__The request__: Rewrite every line between the one holding "Target: overcast sky" and the one holding "665), (850, 692)]", inclusive, shifting each coordinate in the answers by adding 58 to it and keeping all other lines unchanged.

[Excerpts of annotation records]
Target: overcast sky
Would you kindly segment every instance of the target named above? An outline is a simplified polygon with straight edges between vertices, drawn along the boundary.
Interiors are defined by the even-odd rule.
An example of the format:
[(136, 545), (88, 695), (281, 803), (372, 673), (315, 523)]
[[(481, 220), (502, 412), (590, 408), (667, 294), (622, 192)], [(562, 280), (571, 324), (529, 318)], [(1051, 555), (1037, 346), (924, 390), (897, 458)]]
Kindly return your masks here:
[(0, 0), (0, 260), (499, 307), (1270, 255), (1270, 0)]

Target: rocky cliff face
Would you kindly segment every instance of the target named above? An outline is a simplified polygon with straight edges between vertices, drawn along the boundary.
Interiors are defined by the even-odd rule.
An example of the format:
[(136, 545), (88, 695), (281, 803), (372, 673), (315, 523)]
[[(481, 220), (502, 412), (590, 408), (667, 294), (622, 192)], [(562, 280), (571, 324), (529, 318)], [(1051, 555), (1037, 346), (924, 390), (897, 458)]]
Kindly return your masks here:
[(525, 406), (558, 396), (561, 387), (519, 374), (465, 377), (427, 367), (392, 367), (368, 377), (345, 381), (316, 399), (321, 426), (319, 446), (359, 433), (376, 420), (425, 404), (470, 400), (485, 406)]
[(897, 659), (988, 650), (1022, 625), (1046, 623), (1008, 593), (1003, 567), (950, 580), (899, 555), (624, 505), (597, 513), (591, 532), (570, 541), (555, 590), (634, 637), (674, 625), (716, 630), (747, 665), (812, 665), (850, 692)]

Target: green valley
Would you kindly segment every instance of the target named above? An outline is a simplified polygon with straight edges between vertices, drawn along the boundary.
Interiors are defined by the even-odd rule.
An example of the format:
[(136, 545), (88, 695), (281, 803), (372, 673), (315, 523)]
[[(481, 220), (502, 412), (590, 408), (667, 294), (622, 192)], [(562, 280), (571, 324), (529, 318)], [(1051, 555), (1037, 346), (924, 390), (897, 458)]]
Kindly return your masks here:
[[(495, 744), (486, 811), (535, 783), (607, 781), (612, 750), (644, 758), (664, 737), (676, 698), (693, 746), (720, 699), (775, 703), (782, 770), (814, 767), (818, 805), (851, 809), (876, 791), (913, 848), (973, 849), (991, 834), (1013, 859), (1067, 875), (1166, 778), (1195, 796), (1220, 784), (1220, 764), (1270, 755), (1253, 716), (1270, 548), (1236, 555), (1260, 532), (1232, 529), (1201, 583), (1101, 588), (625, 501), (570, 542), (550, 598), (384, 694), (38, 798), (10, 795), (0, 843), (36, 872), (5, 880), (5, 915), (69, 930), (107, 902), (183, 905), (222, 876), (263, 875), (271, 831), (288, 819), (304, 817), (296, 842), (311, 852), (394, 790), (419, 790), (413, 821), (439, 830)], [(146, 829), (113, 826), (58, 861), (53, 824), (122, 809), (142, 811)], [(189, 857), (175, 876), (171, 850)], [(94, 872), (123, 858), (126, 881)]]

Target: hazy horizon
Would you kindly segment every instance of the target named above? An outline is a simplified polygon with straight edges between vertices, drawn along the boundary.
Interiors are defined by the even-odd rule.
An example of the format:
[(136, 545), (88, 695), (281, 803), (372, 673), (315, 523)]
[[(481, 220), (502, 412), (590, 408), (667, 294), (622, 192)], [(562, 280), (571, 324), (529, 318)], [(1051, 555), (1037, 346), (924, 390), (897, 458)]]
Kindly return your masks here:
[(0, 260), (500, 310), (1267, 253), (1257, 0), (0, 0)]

---

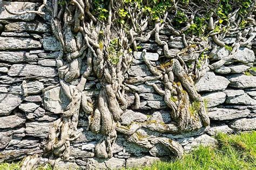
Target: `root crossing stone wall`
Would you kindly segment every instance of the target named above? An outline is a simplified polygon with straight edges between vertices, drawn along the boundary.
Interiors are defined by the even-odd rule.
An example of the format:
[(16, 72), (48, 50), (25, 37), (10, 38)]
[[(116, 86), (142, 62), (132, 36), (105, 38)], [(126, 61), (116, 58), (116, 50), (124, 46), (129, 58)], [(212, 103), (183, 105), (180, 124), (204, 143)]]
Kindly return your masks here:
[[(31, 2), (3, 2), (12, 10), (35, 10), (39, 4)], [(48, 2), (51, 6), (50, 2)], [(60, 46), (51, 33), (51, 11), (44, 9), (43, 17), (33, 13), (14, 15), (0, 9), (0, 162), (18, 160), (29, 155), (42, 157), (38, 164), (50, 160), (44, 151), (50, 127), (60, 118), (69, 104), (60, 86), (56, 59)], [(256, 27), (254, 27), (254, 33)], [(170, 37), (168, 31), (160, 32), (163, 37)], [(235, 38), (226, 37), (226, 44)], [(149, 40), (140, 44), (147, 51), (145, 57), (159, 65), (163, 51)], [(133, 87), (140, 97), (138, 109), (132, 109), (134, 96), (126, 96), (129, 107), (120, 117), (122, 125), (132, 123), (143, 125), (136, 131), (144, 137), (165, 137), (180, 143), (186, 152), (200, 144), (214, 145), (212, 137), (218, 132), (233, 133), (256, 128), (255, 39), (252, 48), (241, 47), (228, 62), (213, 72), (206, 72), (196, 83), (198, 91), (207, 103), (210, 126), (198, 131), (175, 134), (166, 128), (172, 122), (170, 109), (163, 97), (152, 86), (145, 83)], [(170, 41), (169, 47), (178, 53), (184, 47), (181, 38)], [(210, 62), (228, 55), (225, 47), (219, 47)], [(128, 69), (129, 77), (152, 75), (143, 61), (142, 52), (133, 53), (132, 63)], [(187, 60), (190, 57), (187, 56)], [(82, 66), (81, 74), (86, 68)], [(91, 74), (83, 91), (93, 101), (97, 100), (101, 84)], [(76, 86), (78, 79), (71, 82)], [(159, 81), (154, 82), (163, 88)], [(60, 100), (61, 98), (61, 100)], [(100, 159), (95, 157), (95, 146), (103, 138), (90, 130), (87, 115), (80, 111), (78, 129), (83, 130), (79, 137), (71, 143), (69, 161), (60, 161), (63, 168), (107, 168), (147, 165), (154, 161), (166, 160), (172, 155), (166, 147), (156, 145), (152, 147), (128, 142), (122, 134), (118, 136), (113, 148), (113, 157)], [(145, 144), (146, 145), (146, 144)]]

__Final result__:
Target: overcast sky
Would you kindly segment every instance of the target named above? An outline is a simplified polygon with straight edges between vertices, drawn along the boundary.
Interiors are defined by the even-odd rule.
An example of the format:
[(136, 545), (88, 695), (281, 803), (372, 673), (315, 523)]
[[(481, 220), (502, 412), (590, 408), (667, 294), (622, 192)], [(562, 280), (571, 324), (529, 318)], [(1051, 555), (1037, 346), (924, 390), (897, 458)]]
Kindly return your masks here:
[(58, 58), (58, 318), (557, 365), (1328, 313), (1328, 58)]

Target: rocky cliff face
Would you kindly segment every instance of the target named above? An outline is a simplified polygon with straight edges between vertices, drawn along the boundary.
Interiors are defined by the even-odd rule.
An example of the format:
[(136, 545), (88, 695), (281, 803), (372, 673), (315, 523)]
[[(481, 220), (502, 412), (590, 408), (667, 294), (622, 192)], [(562, 280), (571, 324), (529, 318)], [(1051, 555), (1037, 346), (924, 390), (897, 458)]]
Kindly return your masks here:
[(583, 464), (616, 454), (619, 445), (577, 432), (523, 435), (485, 425), (450, 425), (426, 435), (403, 439), (374, 457), (379, 484), (377, 504), (417, 491), (434, 478), (483, 462), (528, 458), (543, 464)]
[(955, 717), (1046, 708), (1080, 683), (1104, 681), (1066, 651), (1061, 625), (1008, 638), (957, 613), (682, 563), (655, 571), (649, 590), (628, 599), (613, 648), (692, 695), (732, 683), (774, 688), (805, 723), (870, 723), (908, 750)]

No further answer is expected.